# EXERCISE
Could you copy every record below exactly as it is written?

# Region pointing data
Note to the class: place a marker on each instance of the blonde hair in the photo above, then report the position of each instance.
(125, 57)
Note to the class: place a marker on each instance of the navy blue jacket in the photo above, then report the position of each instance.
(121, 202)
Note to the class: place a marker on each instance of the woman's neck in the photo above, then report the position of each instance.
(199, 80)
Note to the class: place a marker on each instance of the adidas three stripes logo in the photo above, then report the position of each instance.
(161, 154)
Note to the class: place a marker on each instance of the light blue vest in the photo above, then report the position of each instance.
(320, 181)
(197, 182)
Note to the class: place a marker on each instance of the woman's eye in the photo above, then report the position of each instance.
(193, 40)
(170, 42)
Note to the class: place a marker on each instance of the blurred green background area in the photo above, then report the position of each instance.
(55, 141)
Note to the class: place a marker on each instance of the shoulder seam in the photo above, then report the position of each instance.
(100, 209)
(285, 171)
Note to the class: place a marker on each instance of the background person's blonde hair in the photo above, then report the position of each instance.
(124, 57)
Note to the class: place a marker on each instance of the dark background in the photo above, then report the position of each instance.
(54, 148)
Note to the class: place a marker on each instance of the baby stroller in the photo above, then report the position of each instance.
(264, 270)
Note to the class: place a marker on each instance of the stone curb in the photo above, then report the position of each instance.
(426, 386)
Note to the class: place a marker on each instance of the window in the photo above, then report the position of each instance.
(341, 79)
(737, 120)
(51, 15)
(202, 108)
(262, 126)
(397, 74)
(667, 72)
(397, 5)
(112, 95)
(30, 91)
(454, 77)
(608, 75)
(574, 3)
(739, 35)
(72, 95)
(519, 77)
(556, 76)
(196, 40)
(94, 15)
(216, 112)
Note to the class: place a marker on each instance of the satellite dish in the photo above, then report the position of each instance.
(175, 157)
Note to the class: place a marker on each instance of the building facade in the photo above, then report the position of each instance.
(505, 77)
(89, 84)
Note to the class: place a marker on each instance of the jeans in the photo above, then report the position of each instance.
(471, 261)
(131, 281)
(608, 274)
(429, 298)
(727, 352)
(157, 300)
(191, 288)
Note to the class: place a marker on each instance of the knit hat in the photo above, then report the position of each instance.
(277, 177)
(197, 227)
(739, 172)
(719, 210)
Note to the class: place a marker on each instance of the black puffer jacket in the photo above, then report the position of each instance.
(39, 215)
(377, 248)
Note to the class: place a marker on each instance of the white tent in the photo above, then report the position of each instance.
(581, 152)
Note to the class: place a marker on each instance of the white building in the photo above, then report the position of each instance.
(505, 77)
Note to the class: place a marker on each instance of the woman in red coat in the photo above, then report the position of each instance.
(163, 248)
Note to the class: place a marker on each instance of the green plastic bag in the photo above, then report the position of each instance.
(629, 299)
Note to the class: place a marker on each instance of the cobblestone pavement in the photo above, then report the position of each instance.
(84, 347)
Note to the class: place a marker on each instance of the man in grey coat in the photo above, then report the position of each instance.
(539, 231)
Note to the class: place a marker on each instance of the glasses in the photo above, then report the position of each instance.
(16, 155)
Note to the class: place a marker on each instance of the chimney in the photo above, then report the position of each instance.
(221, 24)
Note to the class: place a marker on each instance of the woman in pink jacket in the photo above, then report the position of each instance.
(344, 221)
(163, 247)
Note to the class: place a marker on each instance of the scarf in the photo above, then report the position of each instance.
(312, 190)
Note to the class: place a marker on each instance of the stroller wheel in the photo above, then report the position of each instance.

# WRITTEN ANSWER
Note to the class: place a marker on each instance of the blonde hair in the photo above, then report the position of each instance.
(125, 57)
Note to the class: place a marker on each instance of the navy blue jacket in the photo above, then report the position of each instance.
(121, 202)
Note to the class: place a marker on each instance of the woman's neck in the photo above, then report the position of each instance.
(199, 80)
Note to the class: place a marker on each instance of the adidas three stripes logo in the photo above, then report the position of each instance.
(161, 154)
Note to the class: place a marker on each instance of the light blue vest in the photo above, then report the position of each instance.
(320, 181)
(197, 182)
Note to the class: place a marker on each instance of the woman's eye in the photo above, then report the position of each instance.
(193, 40)
(170, 42)
Note to the class: place a marker on each instance of the blurred green background area in the photo above, then report the position of each instance.
(55, 141)
Note to the class: place a marker on each instance of the shoulder seam in the photo above, then report the position of each instance.
(100, 209)
(285, 171)
Note to the class: place a marker on each instance of the background person's blonde hair in the photo above, then report the position of each instance.
(124, 57)
Note to the class: place a marker on each instance of the dark background in the photo above, then report the position of each instance.
(54, 148)
Note to the class: place a marker on each instance of the baby stroller in the photo above, then report the position of each instance.
(264, 270)
Note to the class: place a marker on each instance of the stone curb in the photo above, then report the position of each instance.
(426, 386)
Note to the class: place a marker on each instance of the window in the photo above, then report the position of each instance.
(341, 79)
(737, 120)
(51, 15)
(202, 108)
(262, 126)
(397, 74)
(667, 72)
(397, 5)
(112, 95)
(30, 91)
(454, 77)
(608, 75)
(574, 3)
(739, 35)
(72, 95)
(519, 77)
(556, 76)
(196, 40)
(94, 15)
(216, 112)
Note to the class: place a marker on each instance of the satellite dish in the photo above, then report the position of each instance.
(175, 157)
Note to the class: place a marker on each instance of the building facade in the photo above, then report the position of each instance.
(505, 77)
(89, 84)
Note to the class: place a marker on each instance of the jeans in the photo above, then report the position of each instance.
(471, 261)
(131, 281)
(608, 274)
(429, 298)
(727, 352)
(157, 300)
(191, 288)
Note to the class: place a marker on each instance of the knit hat in the photo above, then report the position of each instance.
(277, 177)
(197, 227)
(739, 172)
(719, 210)
Note to the class: place a marker on each instance of the black puffer jacket in the photo above, then report the position of each instance.
(39, 215)
(377, 248)
Note to the class: place a marker on each instance of the white tent in the photo above, then report the position of each instance.
(581, 152)
Note to the class: place a marker on each instance of the white building in the photo above, then report the position of each instance.
(505, 77)
Note to the class: place a marker on each instance of the woman in red coat in the photo above, then report the position of each instance.
(163, 248)
Note to the class: place a marker on each instance of the green plastic bag in the photo above, then report the position of each instance.
(629, 299)
Note to the class: place a marker on each instance of the cobblestone pavement in the photo above, then report the position of each instance.
(84, 347)
Note to the class: place a marker on each instance of the man in grey coat in the photo above, then report the position of each instance.
(539, 231)
Note to the class: place a marker on each instance of the glasses in the photo above, then report the position of each instance.
(16, 155)
Note to the class: place a marker on each instance of the chimney in the photo above, then report the position of each instance.
(221, 24)
Note to the class: place a marker on each instance of the woman in pink jacket in the photo above, then report the position of each instance.
(344, 221)
(163, 247)
Note to the class: place a marker on each instance of the scarf in the photo above, then report the position of each instance.
(312, 190)
Note to the class: place a marker on each instance of the stroller wheel in the photo above, then report the position of each instance.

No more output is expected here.